*Exercise details*. Identify the line with "trail through snow."; copy word for word that line and every one after it, to the end of the listing. Exclude pictures.

══ Records supplied ══

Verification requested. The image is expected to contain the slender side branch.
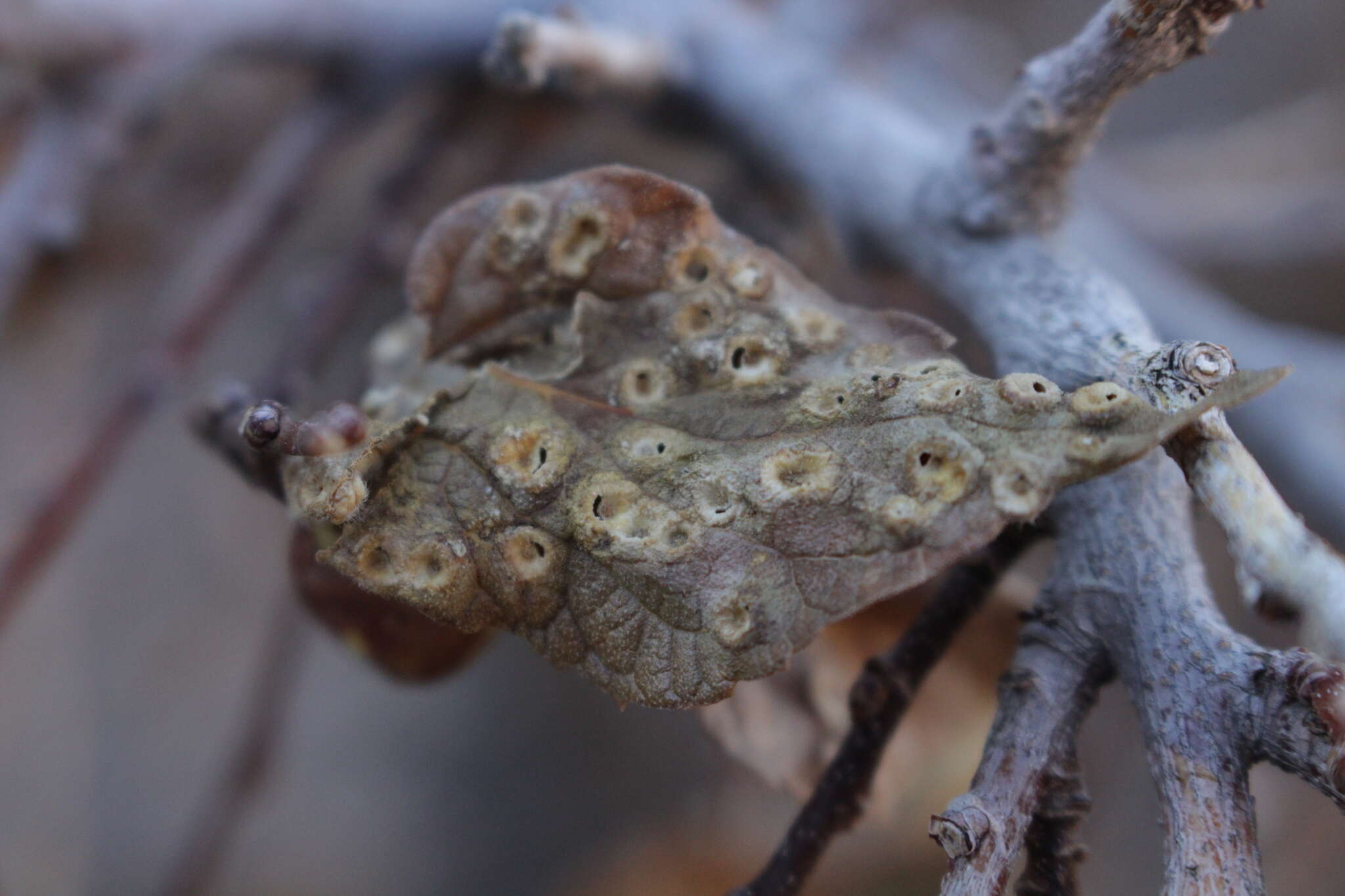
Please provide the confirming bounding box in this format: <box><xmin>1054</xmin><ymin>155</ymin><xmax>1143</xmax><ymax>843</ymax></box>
<box><xmin>1256</xmin><ymin>650</ymin><xmax>1345</xmax><ymax>811</ymax></box>
<box><xmin>483</xmin><ymin>12</ymin><xmax>672</xmax><ymax>93</ymax></box>
<box><xmin>0</xmin><ymin>94</ymin><xmax>347</xmax><ymax>629</ymax></box>
<box><xmin>959</xmin><ymin>0</ymin><xmax>1254</xmax><ymax>235</ymax></box>
<box><xmin>1168</xmin><ymin>392</ymin><xmax>1345</xmax><ymax>660</ymax></box>
<box><xmin>929</xmin><ymin>607</ymin><xmax>1113</xmax><ymax>895</ymax></box>
<box><xmin>191</xmin><ymin>89</ymin><xmax>453</xmax><ymax>497</ymax></box>
<box><xmin>736</xmin><ymin>529</ymin><xmax>1037</xmax><ymax>896</ymax></box>
<box><xmin>1015</xmin><ymin>750</ymin><xmax>1092</xmax><ymax>896</ymax></box>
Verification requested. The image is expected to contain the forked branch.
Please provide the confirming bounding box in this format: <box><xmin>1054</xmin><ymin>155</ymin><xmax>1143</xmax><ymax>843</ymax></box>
<box><xmin>737</xmin><ymin>529</ymin><xmax>1036</xmax><ymax>896</ymax></box>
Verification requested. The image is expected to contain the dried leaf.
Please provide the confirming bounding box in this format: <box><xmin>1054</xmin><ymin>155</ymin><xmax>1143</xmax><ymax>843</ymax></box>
<box><xmin>289</xmin><ymin>526</ymin><xmax>491</xmax><ymax>681</ymax></box>
<box><xmin>284</xmin><ymin>167</ymin><xmax>1260</xmax><ymax>706</ymax></box>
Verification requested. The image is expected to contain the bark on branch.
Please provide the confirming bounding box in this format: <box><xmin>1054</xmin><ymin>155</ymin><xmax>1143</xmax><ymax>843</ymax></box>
<box><xmin>489</xmin><ymin>3</ymin><xmax>1334</xmax><ymax>893</ymax></box>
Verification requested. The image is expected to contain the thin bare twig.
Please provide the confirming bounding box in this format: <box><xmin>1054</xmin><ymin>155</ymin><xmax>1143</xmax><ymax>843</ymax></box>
<box><xmin>0</xmin><ymin>91</ymin><xmax>348</xmax><ymax>629</ymax></box>
<box><xmin>159</xmin><ymin>592</ymin><xmax>308</xmax><ymax>896</ymax></box>
<box><xmin>162</xmin><ymin>94</ymin><xmax>451</xmax><ymax>895</ymax></box>
<box><xmin>736</xmin><ymin>529</ymin><xmax>1037</xmax><ymax>896</ymax></box>
<box><xmin>191</xmin><ymin>83</ymin><xmax>453</xmax><ymax>497</ymax></box>
<box><xmin>1015</xmin><ymin>751</ymin><xmax>1092</xmax><ymax>896</ymax></box>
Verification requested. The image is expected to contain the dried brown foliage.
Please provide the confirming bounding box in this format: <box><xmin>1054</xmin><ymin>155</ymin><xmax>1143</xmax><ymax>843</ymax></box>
<box><xmin>273</xmin><ymin>167</ymin><xmax>1278</xmax><ymax>706</ymax></box>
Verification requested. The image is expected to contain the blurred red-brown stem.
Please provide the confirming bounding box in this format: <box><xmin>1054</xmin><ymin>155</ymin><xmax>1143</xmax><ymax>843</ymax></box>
<box><xmin>0</xmin><ymin>93</ymin><xmax>347</xmax><ymax>629</ymax></box>
<box><xmin>160</xmin><ymin>591</ymin><xmax>307</xmax><ymax>896</ymax></box>
<box><xmin>163</xmin><ymin>87</ymin><xmax>452</xmax><ymax>896</ymax></box>
<box><xmin>734</xmin><ymin>529</ymin><xmax>1037</xmax><ymax>896</ymax></box>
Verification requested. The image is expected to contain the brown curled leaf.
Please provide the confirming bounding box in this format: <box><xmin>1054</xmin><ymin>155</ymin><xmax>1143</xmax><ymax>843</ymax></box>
<box><xmin>275</xmin><ymin>167</ymin><xmax>1272</xmax><ymax>706</ymax></box>
<box><xmin>289</xmin><ymin>525</ymin><xmax>489</xmax><ymax>681</ymax></box>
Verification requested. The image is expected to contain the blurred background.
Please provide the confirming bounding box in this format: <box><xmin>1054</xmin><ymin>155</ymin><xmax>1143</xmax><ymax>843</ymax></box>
<box><xmin>0</xmin><ymin>0</ymin><xmax>1345</xmax><ymax>896</ymax></box>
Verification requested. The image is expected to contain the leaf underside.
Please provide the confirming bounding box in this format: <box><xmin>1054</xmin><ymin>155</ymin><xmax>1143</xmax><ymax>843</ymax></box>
<box><xmin>284</xmin><ymin>167</ymin><xmax>1258</xmax><ymax>706</ymax></box>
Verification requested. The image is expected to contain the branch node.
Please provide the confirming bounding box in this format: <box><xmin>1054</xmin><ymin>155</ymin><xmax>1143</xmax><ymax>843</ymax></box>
<box><xmin>929</xmin><ymin>797</ymin><xmax>992</xmax><ymax>860</ymax></box>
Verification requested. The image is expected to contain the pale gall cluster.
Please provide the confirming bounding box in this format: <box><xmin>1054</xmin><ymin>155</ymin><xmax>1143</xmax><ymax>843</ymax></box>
<box><xmin>275</xmin><ymin>167</ymin><xmax>1269</xmax><ymax>706</ymax></box>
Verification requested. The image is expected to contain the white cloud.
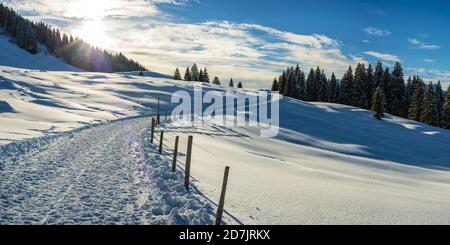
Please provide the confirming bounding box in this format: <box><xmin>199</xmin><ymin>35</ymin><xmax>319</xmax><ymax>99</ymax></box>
<box><xmin>408</xmin><ymin>38</ymin><xmax>441</xmax><ymax>50</ymax></box>
<box><xmin>363</xmin><ymin>27</ymin><xmax>392</xmax><ymax>37</ymax></box>
<box><xmin>1</xmin><ymin>0</ymin><xmax>365</xmax><ymax>87</ymax></box>
<box><xmin>364</xmin><ymin>51</ymin><xmax>400</xmax><ymax>62</ymax></box>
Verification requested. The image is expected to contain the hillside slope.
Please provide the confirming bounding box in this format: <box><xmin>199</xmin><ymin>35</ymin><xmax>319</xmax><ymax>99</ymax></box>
<box><xmin>0</xmin><ymin>33</ymin><xmax>81</xmax><ymax>71</ymax></box>
<box><xmin>0</xmin><ymin>67</ymin><xmax>450</xmax><ymax>224</ymax></box>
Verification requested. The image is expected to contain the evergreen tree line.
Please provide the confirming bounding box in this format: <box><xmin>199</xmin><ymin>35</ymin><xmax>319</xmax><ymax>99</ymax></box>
<box><xmin>173</xmin><ymin>63</ymin><xmax>243</xmax><ymax>88</ymax></box>
<box><xmin>0</xmin><ymin>3</ymin><xmax>147</xmax><ymax>72</ymax></box>
<box><xmin>272</xmin><ymin>62</ymin><xmax>450</xmax><ymax>129</ymax></box>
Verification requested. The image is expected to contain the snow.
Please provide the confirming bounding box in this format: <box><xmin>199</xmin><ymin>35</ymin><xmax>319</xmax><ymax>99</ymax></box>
<box><xmin>0</xmin><ymin>118</ymin><xmax>218</xmax><ymax>225</ymax></box>
<box><xmin>0</xmin><ymin>33</ymin><xmax>81</xmax><ymax>71</ymax></box>
<box><xmin>0</xmin><ymin>35</ymin><xmax>450</xmax><ymax>224</ymax></box>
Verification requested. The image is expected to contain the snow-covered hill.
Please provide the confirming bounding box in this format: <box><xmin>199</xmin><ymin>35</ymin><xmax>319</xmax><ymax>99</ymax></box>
<box><xmin>0</xmin><ymin>63</ymin><xmax>450</xmax><ymax>224</ymax></box>
<box><xmin>0</xmin><ymin>33</ymin><xmax>81</xmax><ymax>71</ymax></box>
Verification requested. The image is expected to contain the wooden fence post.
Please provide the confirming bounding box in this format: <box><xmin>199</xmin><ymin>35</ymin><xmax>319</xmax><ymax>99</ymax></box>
<box><xmin>184</xmin><ymin>136</ymin><xmax>194</xmax><ymax>191</ymax></box>
<box><xmin>159</xmin><ymin>131</ymin><xmax>164</xmax><ymax>154</ymax></box>
<box><xmin>216</xmin><ymin>166</ymin><xmax>230</xmax><ymax>225</ymax></box>
<box><xmin>172</xmin><ymin>136</ymin><xmax>180</xmax><ymax>173</ymax></box>
<box><xmin>150</xmin><ymin>117</ymin><xmax>156</xmax><ymax>144</ymax></box>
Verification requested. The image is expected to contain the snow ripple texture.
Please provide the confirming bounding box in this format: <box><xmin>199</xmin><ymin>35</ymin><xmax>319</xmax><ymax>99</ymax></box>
<box><xmin>0</xmin><ymin>118</ymin><xmax>214</xmax><ymax>225</ymax></box>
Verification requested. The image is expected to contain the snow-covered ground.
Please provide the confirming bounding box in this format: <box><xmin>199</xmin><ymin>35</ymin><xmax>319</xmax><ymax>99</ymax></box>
<box><xmin>0</xmin><ymin>118</ymin><xmax>218</xmax><ymax>225</ymax></box>
<box><xmin>0</xmin><ymin>33</ymin><xmax>81</xmax><ymax>71</ymax></box>
<box><xmin>0</xmin><ymin>34</ymin><xmax>450</xmax><ymax>224</ymax></box>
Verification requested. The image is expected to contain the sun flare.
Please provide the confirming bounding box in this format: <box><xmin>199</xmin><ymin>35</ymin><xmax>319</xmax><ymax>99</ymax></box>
<box><xmin>67</xmin><ymin>0</ymin><xmax>112</xmax><ymax>48</ymax></box>
<box><xmin>74</xmin><ymin>20</ymin><xmax>110</xmax><ymax>48</ymax></box>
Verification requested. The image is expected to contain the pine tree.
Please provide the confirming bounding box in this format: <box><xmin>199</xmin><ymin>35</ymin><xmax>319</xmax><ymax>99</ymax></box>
<box><xmin>340</xmin><ymin>66</ymin><xmax>354</xmax><ymax>105</ymax></box>
<box><xmin>295</xmin><ymin>68</ymin><xmax>306</xmax><ymax>100</ymax></box>
<box><xmin>191</xmin><ymin>63</ymin><xmax>199</xmax><ymax>82</ymax></box>
<box><xmin>443</xmin><ymin>85</ymin><xmax>450</xmax><ymax>129</ymax></box>
<box><xmin>213</xmin><ymin>77</ymin><xmax>220</xmax><ymax>85</ymax></box>
<box><xmin>305</xmin><ymin>68</ymin><xmax>316</xmax><ymax>101</ymax></box>
<box><xmin>372</xmin><ymin>87</ymin><xmax>384</xmax><ymax>120</ymax></box>
<box><xmin>420</xmin><ymin>82</ymin><xmax>438</xmax><ymax>126</ymax></box>
<box><xmin>434</xmin><ymin>81</ymin><xmax>445</xmax><ymax>127</ymax></box>
<box><xmin>184</xmin><ymin>66</ymin><xmax>192</xmax><ymax>81</ymax></box>
<box><xmin>408</xmin><ymin>78</ymin><xmax>424</xmax><ymax>121</ymax></box>
<box><xmin>372</xmin><ymin>61</ymin><xmax>384</xmax><ymax>93</ymax></box>
<box><xmin>351</xmin><ymin>63</ymin><xmax>369</xmax><ymax>109</ymax></box>
<box><xmin>384</xmin><ymin>62</ymin><xmax>407</xmax><ymax>117</ymax></box>
<box><xmin>284</xmin><ymin>67</ymin><xmax>298</xmax><ymax>98</ymax></box>
<box><xmin>271</xmin><ymin>78</ymin><xmax>278</xmax><ymax>91</ymax></box>
<box><xmin>364</xmin><ymin>64</ymin><xmax>372</xmax><ymax>108</ymax></box>
<box><xmin>198</xmin><ymin>69</ymin><xmax>205</xmax><ymax>83</ymax></box>
<box><xmin>228</xmin><ymin>78</ymin><xmax>234</xmax><ymax>88</ymax></box>
<box><xmin>278</xmin><ymin>71</ymin><xmax>287</xmax><ymax>95</ymax></box>
<box><xmin>317</xmin><ymin>70</ymin><xmax>329</xmax><ymax>102</ymax></box>
<box><xmin>405</xmin><ymin>76</ymin><xmax>416</xmax><ymax>107</ymax></box>
<box><xmin>173</xmin><ymin>67</ymin><xmax>183</xmax><ymax>80</ymax></box>
<box><xmin>329</xmin><ymin>72</ymin><xmax>339</xmax><ymax>103</ymax></box>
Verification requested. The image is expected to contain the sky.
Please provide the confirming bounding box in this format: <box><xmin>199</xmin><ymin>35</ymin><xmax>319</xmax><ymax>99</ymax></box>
<box><xmin>0</xmin><ymin>0</ymin><xmax>450</xmax><ymax>88</ymax></box>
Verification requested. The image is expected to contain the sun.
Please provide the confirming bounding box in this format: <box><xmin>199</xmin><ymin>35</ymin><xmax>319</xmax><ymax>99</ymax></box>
<box><xmin>66</xmin><ymin>0</ymin><xmax>112</xmax><ymax>48</ymax></box>
<box><xmin>74</xmin><ymin>20</ymin><xmax>110</xmax><ymax>48</ymax></box>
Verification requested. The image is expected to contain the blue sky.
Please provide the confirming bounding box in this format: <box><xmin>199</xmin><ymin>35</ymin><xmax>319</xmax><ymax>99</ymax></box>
<box><xmin>2</xmin><ymin>0</ymin><xmax>450</xmax><ymax>87</ymax></box>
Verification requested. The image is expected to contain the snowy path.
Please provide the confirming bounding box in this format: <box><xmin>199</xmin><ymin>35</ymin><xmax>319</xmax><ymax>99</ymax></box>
<box><xmin>0</xmin><ymin>118</ymin><xmax>214</xmax><ymax>224</ymax></box>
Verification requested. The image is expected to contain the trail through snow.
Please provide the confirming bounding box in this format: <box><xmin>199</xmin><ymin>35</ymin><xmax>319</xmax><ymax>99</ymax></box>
<box><xmin>0</xmin><ymin>118</ymin><xmax>214</xmax><ymax>224</ymax></box>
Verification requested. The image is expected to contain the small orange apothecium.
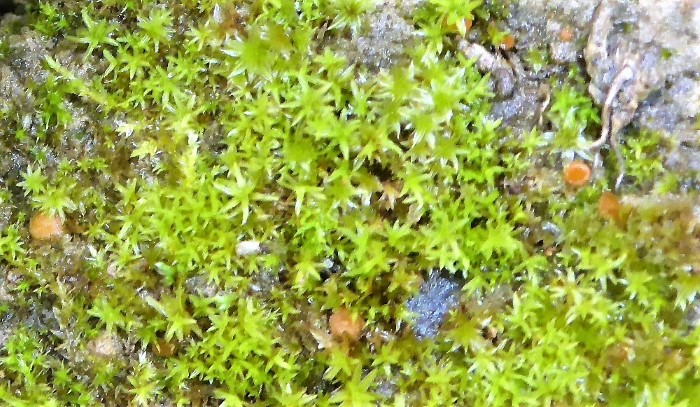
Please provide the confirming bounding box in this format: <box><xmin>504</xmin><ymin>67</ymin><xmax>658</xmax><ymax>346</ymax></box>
<box><xmin>328</xmin><ymin>307</ymin><xmax>365</xmax><ymax>341</ymax></box>
<box><xmin>564</xmin><ymin>161</ymin><xmax>591</xmax><ymax>187</ymax></box>
<box><xmin>29</xmin><ymin>213</ymin><xmax>65</xmax><ymax>240</ymax></box>
<box><xmin>598</xmin><ymin>191</ymin><xmax>620</xmax><ymax>221</ymax></box>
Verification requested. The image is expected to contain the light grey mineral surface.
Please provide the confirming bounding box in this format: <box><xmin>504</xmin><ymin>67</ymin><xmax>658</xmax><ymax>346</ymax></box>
<box><xmin>406</xmin><ymin>272</ymin><xmax>461</xmax><ymax>339</ymax></box>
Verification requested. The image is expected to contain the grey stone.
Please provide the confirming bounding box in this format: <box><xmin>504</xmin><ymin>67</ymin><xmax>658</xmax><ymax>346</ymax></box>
<box><xmin>406</xmin><ymin>272</ymin><xmax>461</xmax><ymax>339</ymax></box>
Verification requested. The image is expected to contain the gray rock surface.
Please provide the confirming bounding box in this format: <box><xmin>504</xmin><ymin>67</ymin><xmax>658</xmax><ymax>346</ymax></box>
<box><xmin>504</xmin><ymin>0</ymin><xmax>700</xmax><ymax>172</ymax></box>
<box><xmin>406</xmin><ymin>272</ymin><xmax>461</xmax><ymax>339</ymax></box>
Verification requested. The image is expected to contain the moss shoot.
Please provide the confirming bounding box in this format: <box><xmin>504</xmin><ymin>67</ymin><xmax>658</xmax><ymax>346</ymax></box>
<box><xmin>0</xmin><ymin>0</ymin><xmax>700</xmax><ymax>406</ymax></box>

═══

*Complete output*.
Verification requested. The image is expected to contain the trail through snow.
Please provide the confirming bounding box in this format: <box><xmin>199</xmin><ymin>35</ymin><xmax>319</xmax><ymax>99</ymax></box>
<box><xmin>0</xmin><ymin>118</ymin><xmax>214</xmax><ymax>224</ymax></box>
Verification requested. The image is expected to contain the small orange apothecium.
Please provide the confirming bounding box in this format: <box><xmin>504</xmin><ymin>67</ymin><xmax>658</xmax><ymax>346</ymax></box>
<box><xmin>328</xmin><ymin>307</ymin><xmax>365</xmax><ymax>341</ymax></box>
<box><xmin>564</xmin><ymin>161</ymin><xmax>591</xmax><ymax>187</ymax></box>
<box><xmin>29</xmin><ymin>213</ymin><xmax>65</xmax><ymax>240</ymax></box>
<box><xmin>598</xmin><ymin>191</ymin><xmax>620</xmax><ymax>221</ymax></box>
Verification requested. The image is expected to contain the light grey mineral surface.
Please provide the confirming bounding box in this format: <box><xmin>504</xmin><ymin>67</ymin><xmax>658</xmax><ymax>346</ymax></box>
<box><xmin>406</xmin><ymin>272</ymin><xmax>461</xmax><ymax>339</ymax></box>
Verification requested. The image is expected to contain the grey stone.
Please provide the confirming bounding box in this format: <box><xmin>504</xmin><ymin>67</ymin><xmax>658</xmax><ymax>346</ymax></box>
<box><xmin>406</xmin><ymin>272</ymin><xmax>461</xmax><ymax>339</ymax></box>
Verification requested. The image is expected to contain the gray rock surface.
Please provide the confirming bounding box in this format: <box><xmin>504</xmin><ymin>67</ymin><xmax>658</xmax><ymax>346</ymax></box>
<box><xmin>504</xmin><ymin>0</ymin><xmax>700</xmax><ymax>172</ymax></box>
<box><xmin>406</xmin><ymin>272</ymin><xmax>461</xmax><ymax>339</ymax></box>
Verification requested. The image is expected to contain the moss shoot.
Please provide the confirming bounding box in this format: <box><xmin>504</xmin><ymin>67</ymin><xmax>658</xmax><ymax>346</ymax></box>
<box><xmin>0</xmin><ymin>0</ymin><xmax>700</xmax><ymax>406</ymax></box>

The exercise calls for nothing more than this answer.